SOURCE MATERIAL:
————————
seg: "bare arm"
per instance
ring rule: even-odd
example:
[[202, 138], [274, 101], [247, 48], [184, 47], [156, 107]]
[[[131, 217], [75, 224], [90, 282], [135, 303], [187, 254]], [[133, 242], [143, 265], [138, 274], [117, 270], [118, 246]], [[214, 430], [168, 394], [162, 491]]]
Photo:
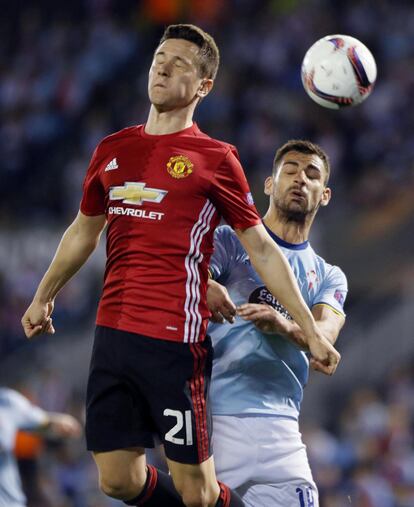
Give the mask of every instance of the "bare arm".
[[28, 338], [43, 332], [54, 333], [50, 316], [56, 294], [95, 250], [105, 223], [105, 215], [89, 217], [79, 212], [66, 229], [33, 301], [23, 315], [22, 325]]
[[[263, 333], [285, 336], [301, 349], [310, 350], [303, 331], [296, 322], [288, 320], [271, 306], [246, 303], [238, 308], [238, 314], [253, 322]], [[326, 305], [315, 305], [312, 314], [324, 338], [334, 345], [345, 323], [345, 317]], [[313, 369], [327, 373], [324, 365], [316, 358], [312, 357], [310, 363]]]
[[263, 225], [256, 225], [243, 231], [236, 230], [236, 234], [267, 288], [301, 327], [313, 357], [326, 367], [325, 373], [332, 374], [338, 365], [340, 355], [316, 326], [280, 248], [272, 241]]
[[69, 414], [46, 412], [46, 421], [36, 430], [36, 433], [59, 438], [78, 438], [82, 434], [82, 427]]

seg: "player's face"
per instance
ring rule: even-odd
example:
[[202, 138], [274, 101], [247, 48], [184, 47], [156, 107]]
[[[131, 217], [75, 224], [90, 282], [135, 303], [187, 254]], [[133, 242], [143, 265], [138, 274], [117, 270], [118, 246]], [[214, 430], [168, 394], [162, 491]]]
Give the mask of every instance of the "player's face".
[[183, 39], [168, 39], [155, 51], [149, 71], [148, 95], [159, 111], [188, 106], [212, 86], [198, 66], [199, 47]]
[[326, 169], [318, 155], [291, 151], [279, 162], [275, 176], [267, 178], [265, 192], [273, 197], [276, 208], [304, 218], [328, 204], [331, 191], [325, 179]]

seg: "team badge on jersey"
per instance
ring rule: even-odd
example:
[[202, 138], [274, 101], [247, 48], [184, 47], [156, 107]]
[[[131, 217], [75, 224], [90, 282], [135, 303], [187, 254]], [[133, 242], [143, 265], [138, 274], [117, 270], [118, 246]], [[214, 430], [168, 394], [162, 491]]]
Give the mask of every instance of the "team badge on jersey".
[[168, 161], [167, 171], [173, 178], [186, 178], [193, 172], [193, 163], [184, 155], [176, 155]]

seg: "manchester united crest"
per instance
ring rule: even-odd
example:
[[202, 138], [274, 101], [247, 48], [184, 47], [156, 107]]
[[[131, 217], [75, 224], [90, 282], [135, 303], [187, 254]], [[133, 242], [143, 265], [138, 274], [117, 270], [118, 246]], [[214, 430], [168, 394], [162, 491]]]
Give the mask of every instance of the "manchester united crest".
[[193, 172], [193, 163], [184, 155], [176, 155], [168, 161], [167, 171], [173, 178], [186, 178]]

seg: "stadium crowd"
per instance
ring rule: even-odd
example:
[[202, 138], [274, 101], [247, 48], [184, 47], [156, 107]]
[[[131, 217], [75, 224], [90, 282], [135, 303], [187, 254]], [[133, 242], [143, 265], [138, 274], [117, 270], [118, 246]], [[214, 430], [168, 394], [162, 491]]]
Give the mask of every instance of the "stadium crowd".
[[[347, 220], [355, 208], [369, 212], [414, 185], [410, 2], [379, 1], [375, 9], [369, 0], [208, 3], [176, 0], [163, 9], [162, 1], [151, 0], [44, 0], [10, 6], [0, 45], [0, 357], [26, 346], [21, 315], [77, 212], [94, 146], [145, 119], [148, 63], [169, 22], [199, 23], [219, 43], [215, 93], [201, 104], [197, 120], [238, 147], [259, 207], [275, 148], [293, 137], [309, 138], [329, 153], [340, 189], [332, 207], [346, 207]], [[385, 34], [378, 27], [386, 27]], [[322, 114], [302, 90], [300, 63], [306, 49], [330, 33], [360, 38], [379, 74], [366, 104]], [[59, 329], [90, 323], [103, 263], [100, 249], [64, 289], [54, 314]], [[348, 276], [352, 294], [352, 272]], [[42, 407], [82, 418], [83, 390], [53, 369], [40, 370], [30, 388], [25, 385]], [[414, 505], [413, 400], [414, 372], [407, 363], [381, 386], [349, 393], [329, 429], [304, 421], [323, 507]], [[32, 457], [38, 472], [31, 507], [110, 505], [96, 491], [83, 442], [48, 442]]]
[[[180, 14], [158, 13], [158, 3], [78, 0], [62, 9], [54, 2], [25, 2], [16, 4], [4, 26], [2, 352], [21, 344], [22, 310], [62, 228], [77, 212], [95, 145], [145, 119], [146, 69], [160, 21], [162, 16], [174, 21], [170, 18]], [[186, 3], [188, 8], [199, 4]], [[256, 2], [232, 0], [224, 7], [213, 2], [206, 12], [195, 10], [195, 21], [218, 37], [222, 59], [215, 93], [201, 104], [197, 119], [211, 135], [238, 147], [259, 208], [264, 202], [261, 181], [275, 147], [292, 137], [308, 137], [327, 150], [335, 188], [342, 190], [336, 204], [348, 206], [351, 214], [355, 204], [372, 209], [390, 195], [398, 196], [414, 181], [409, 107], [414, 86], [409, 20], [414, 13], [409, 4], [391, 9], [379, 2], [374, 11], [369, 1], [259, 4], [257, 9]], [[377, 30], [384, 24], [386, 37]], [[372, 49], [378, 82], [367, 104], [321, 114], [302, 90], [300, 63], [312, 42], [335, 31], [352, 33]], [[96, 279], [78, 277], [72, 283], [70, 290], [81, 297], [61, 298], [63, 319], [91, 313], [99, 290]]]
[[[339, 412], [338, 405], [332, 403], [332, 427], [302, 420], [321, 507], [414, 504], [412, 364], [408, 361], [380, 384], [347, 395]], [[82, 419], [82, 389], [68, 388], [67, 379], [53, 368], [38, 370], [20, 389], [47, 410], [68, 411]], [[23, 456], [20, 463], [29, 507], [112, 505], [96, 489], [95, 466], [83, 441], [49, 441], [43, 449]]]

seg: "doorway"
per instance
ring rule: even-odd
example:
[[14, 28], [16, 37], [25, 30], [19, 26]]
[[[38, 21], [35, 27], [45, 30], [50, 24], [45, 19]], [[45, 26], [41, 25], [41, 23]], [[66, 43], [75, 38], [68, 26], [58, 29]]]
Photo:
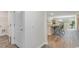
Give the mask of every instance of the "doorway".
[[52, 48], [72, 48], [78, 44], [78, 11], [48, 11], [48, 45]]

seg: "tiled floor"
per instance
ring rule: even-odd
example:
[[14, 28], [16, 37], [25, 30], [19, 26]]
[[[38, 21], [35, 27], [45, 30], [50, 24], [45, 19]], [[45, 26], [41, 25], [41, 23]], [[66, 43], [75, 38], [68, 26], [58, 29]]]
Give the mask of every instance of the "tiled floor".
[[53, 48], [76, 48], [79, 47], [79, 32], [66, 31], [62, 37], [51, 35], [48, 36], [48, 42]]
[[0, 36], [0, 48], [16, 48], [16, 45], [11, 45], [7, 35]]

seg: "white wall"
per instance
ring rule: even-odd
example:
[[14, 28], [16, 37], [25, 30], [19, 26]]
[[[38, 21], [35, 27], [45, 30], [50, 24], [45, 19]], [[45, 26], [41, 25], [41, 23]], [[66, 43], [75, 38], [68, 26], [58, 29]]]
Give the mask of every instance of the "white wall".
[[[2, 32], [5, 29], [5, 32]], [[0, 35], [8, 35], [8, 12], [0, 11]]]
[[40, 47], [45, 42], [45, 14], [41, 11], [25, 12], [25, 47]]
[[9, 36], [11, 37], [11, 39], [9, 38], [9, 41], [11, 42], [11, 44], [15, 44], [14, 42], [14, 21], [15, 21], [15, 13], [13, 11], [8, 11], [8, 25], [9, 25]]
————————
AIM OF THE EXERCISE: Scale the material from its start through the line holding "315], [22, 325]]", inclusive, and give those lines again with the requests included. Multiply each coordinate in the answers by 1.95 and round to whole numbers, halves up, leaving the requests and their format samples unchanged and the pictures out.

THE OUTPUT:
seg: "bare arm"
per instance
ring rule: even-odd
example:
[[202, 138], [274, 101], [247, 48], [184, 47], [156, 107]]
[[[131, 217], [75, 224], [90, 282], [135, 303], [187, 254]], [[133, 242], [143, 265], [138, 274], [117, 270], [118, 246]], [[214, 430], [168, 394], [162, 491]]]
Photo:
Give the mask of every instance of the "bare arm".
[[55, 659], [84, 647], [105, 649], [98, 616], [109, 573], [185, 488], [205, 435], [205, 419], [174, 423], [154, 413], [129, 447], [64, 587], [45, 614], [43, 634]]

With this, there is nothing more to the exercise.